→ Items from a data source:
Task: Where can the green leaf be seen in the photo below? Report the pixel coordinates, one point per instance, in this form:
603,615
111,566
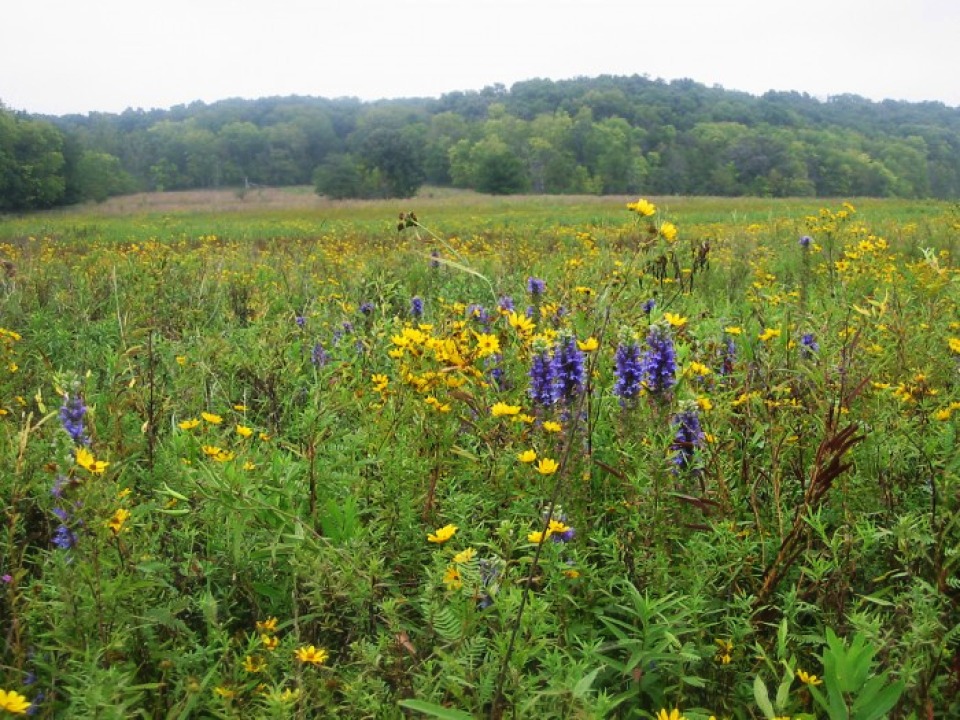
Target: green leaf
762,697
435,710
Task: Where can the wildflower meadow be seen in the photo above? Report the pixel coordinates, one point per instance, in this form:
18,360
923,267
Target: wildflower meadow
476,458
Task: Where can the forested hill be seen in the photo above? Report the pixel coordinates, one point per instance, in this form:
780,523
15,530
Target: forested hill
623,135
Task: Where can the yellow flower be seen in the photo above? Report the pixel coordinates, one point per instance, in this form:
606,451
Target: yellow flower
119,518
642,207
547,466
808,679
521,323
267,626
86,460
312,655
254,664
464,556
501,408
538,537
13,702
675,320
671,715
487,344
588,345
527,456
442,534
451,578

==

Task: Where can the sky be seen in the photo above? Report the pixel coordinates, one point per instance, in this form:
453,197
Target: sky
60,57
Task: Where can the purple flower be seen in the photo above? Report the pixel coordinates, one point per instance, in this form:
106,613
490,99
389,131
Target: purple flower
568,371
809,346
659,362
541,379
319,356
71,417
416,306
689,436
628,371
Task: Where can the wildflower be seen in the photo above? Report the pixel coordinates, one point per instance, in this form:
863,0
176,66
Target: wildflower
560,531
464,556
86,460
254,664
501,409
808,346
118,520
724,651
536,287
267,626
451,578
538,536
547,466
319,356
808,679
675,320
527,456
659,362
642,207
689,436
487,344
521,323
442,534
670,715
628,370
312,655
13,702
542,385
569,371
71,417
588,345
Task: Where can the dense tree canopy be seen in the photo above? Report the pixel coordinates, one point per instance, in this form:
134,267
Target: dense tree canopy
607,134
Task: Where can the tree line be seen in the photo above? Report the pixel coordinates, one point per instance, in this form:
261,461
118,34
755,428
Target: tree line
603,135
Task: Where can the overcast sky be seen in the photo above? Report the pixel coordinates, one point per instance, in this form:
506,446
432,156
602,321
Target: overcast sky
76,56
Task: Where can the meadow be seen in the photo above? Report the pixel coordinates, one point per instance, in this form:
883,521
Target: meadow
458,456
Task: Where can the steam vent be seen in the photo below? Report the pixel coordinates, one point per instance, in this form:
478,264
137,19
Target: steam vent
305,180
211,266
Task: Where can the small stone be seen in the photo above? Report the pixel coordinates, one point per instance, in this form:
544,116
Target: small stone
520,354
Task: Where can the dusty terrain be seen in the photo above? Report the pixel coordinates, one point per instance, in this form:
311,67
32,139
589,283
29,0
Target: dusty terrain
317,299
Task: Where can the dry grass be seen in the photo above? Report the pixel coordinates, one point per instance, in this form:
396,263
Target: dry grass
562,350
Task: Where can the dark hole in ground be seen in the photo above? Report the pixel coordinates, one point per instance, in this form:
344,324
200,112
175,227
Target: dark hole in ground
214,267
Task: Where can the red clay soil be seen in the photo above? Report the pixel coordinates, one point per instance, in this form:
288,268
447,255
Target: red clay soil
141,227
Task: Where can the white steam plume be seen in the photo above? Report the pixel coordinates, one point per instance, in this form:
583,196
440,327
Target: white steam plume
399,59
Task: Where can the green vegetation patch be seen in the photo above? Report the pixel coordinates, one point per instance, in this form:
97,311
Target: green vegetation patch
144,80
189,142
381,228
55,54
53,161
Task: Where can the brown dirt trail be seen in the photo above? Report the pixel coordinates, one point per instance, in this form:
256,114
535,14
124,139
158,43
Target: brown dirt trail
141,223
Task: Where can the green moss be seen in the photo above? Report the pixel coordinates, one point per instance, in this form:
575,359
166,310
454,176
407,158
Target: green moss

* * *

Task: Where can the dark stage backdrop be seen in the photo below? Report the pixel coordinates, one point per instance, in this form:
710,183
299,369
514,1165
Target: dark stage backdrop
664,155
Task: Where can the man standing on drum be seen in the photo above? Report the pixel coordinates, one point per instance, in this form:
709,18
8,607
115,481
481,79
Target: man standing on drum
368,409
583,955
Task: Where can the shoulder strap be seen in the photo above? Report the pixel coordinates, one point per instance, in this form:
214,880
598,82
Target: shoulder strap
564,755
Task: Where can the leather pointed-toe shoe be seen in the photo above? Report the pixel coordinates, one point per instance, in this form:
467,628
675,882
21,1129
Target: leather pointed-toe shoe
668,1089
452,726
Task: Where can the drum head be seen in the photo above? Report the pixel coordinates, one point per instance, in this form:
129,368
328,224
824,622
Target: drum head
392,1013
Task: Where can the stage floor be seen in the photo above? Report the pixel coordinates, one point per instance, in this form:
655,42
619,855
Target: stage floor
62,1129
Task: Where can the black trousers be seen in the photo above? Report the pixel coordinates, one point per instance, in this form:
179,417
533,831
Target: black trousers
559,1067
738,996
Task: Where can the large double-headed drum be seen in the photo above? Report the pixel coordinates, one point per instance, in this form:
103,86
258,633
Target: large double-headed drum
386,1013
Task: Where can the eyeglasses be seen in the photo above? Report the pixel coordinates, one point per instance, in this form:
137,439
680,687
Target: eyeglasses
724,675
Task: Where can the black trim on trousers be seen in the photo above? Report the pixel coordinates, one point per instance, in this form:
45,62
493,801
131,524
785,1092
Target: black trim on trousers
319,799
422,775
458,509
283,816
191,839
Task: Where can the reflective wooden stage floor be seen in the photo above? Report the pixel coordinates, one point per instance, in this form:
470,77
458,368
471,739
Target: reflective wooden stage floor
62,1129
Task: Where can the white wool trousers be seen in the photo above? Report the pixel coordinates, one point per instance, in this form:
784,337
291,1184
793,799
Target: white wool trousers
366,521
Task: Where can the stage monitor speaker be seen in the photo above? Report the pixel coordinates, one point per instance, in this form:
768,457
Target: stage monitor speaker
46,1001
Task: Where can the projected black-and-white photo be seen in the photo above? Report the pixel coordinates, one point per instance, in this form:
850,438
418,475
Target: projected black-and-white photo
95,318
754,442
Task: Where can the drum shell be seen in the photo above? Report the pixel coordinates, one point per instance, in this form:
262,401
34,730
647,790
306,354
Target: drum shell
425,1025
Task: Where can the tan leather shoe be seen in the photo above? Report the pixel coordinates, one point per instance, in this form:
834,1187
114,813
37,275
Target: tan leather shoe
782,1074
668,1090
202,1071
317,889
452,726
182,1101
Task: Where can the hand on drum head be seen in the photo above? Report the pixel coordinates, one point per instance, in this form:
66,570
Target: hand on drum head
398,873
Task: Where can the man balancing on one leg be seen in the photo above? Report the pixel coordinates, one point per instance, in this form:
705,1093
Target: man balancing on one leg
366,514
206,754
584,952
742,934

→ Problem statement: Find each line above that contains the string "meadow", matching case exactly, and copy those lines out.

→ Answer below:
Task: Where can the wildflower meadow be seen in the photo above? Report the pixel coordinates, one point per instance, in this form:
Target: wildflower meadow
Task: Where can the meadow be seen in the photo above? Report the pixel coordinates, one point per instance, in this form:
Target: meadow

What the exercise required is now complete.